[Collected data]
┄┄┄┄┄┄┄┄┄┄┄┄┄┄┄┄┄┄┄┄
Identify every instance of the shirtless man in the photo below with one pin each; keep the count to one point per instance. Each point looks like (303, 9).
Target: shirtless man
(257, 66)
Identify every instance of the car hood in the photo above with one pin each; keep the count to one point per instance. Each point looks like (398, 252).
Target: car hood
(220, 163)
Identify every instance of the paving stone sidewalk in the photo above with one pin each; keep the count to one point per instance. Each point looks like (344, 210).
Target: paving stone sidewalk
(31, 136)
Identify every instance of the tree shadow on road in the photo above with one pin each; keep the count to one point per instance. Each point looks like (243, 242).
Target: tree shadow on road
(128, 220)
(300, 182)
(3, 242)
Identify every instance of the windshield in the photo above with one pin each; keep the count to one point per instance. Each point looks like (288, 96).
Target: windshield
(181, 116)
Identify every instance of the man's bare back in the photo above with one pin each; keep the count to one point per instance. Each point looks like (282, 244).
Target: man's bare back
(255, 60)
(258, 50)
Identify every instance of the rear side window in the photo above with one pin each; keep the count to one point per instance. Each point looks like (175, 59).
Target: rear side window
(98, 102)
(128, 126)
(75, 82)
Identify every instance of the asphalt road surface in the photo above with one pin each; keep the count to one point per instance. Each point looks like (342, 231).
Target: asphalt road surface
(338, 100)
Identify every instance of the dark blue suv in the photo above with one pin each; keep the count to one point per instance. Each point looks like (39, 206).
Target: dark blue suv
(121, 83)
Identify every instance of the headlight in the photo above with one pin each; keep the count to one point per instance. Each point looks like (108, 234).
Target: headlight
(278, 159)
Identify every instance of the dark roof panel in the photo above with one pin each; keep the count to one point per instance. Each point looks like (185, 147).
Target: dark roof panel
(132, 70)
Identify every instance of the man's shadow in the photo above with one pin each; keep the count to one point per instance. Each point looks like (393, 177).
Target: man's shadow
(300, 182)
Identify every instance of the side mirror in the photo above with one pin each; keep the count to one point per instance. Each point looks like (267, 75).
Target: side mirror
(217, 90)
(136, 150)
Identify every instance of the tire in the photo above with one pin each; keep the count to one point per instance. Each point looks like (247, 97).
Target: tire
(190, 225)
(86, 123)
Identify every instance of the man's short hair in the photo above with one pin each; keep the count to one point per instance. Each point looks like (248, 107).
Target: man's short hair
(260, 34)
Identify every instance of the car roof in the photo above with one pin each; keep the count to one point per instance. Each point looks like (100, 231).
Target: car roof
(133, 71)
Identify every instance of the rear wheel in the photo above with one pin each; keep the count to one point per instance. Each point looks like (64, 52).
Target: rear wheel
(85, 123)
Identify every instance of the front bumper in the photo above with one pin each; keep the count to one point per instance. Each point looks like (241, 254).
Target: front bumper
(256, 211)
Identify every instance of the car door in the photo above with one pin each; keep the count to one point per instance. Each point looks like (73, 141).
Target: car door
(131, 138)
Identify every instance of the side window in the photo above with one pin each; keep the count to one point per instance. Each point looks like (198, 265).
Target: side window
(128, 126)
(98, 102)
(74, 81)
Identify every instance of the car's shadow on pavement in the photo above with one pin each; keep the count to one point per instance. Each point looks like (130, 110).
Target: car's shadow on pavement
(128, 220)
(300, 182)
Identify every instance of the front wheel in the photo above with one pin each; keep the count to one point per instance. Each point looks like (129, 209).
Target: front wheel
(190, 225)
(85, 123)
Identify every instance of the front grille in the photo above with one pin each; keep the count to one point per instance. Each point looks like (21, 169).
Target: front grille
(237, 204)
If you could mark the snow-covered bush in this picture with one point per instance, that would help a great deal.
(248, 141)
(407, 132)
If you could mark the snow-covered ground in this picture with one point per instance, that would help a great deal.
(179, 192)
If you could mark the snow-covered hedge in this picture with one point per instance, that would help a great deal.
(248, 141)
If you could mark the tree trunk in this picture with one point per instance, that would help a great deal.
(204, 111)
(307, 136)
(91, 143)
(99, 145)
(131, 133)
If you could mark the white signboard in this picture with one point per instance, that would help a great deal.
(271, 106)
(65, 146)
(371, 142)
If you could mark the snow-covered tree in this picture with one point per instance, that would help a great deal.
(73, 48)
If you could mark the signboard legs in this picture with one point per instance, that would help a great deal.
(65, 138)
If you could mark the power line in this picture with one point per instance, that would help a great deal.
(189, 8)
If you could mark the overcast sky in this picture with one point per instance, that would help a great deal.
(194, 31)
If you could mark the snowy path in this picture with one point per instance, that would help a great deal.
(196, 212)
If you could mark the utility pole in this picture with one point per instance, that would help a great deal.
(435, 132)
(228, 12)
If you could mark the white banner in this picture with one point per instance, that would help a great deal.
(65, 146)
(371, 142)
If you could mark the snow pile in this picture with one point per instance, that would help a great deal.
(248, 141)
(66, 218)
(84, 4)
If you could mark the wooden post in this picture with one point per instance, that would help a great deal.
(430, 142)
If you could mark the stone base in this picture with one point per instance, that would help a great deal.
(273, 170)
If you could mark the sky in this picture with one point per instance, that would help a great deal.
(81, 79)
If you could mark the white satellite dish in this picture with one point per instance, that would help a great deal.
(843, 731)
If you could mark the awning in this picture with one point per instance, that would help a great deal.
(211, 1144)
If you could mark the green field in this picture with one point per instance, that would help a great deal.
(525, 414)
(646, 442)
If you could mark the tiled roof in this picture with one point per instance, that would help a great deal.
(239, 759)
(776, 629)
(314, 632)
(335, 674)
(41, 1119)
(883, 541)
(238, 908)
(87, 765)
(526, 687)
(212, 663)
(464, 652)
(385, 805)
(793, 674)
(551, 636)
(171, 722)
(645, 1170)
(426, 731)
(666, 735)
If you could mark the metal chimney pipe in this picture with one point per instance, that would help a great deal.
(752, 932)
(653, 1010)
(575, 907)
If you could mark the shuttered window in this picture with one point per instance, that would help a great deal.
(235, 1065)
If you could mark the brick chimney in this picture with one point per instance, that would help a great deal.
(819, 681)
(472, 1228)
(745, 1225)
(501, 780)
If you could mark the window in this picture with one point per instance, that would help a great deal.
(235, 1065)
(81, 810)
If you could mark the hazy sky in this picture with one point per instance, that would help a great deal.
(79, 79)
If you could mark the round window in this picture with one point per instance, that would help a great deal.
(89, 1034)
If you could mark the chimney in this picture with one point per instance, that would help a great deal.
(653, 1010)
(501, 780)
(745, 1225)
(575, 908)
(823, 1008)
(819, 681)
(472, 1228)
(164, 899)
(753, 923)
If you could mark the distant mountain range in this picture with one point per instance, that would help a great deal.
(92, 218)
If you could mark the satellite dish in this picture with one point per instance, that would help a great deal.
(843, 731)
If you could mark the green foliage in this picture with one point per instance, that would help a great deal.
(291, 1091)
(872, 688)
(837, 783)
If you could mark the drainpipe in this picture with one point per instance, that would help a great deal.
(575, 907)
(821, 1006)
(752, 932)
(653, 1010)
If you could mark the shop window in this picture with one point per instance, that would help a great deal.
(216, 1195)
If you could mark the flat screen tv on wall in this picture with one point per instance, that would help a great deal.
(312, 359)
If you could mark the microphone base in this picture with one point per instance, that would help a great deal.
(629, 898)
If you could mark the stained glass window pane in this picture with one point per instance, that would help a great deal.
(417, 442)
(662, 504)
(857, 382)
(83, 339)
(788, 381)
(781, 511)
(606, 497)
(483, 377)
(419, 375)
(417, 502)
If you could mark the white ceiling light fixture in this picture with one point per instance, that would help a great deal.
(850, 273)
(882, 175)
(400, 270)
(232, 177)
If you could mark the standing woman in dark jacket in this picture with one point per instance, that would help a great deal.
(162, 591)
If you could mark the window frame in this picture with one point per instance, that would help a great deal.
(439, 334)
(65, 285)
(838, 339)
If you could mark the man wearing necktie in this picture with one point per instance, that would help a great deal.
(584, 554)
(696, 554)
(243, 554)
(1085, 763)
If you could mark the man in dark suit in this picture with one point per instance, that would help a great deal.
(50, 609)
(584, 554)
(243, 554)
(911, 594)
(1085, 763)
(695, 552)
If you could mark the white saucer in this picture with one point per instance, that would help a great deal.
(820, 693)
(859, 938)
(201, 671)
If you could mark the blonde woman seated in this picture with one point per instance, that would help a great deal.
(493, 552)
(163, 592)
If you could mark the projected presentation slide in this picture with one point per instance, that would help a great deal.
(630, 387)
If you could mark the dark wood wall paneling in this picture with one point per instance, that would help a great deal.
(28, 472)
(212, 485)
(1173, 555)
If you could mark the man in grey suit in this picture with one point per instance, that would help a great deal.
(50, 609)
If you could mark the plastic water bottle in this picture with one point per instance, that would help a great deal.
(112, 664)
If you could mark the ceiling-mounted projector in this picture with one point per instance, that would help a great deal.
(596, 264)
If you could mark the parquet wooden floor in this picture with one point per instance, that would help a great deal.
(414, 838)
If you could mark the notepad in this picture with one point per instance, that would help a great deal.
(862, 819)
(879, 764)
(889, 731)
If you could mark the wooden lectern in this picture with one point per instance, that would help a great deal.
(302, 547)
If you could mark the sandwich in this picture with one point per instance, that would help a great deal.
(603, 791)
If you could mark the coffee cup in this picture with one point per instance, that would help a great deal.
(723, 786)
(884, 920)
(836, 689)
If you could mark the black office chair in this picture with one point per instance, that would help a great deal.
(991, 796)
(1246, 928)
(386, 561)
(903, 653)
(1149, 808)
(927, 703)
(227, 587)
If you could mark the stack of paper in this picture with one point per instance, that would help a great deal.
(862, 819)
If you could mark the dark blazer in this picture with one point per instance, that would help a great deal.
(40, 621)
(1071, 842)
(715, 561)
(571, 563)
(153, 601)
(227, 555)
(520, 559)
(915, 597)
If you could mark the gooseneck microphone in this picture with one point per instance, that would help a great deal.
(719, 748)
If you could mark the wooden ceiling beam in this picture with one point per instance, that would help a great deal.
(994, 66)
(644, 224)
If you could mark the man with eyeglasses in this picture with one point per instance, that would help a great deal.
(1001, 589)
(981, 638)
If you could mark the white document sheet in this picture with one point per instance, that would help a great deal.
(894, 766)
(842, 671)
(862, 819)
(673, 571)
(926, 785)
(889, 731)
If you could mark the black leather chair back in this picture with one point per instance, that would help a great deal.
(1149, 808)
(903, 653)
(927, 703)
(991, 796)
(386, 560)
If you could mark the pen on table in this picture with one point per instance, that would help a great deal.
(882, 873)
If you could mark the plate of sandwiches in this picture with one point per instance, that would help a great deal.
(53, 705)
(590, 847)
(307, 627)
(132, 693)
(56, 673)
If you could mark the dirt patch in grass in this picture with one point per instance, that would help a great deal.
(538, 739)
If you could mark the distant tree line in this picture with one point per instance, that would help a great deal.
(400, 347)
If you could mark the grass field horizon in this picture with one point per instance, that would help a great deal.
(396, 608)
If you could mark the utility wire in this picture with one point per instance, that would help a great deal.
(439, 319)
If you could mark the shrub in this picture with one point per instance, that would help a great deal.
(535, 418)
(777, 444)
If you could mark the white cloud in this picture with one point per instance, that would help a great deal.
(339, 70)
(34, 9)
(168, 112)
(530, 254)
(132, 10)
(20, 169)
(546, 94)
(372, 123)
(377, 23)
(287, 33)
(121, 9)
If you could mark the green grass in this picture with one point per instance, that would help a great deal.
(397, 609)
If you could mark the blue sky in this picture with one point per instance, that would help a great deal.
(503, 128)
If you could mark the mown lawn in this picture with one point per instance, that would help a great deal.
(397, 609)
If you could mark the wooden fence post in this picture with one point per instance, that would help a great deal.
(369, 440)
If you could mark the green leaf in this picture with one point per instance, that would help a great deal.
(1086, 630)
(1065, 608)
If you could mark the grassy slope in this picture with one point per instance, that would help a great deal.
┄┄┄┄┄┄┄┄┄┄┄┄┄┄┄┄┄┄┄┄
> WHAT YOU SHOULD DO:
From the records above, transcribe exactly the run of lines that opens with the line holding "Identify every instance of the front bumper" and closes with the line holding "Identify every instance of the front wheel", both included.

> SOLUTION:
Identify every instance of the front bumper in the photo above with one pin each; keep the count to one point per instance. Each point looks like (241, 254).
Target: front bumper
(256, 211)
Identify every instance of the car door in the photo above with one pin each; keep the count to one point per instance. Each point looks like (73, 141).
Target: car door
(131, 138)
Identify every instance of the side window in the photo above with one pin each; keep the count to one point per instance. Each point looks like (198, 265).
Target: side window
(128, 126)
(98, 102)
(74, 81)
Identify every instance of the car's shadow on pavement in the photo above with one pin each; keep the count to one point per instance. Each point looks like (130, 110).
Target: car's shadow on pavement
(128, 220)
(300, 182)
Identify every instance of the front wheel in the photo above with one pin each; keep the count to one point per instance. Each point looks like (129, 209).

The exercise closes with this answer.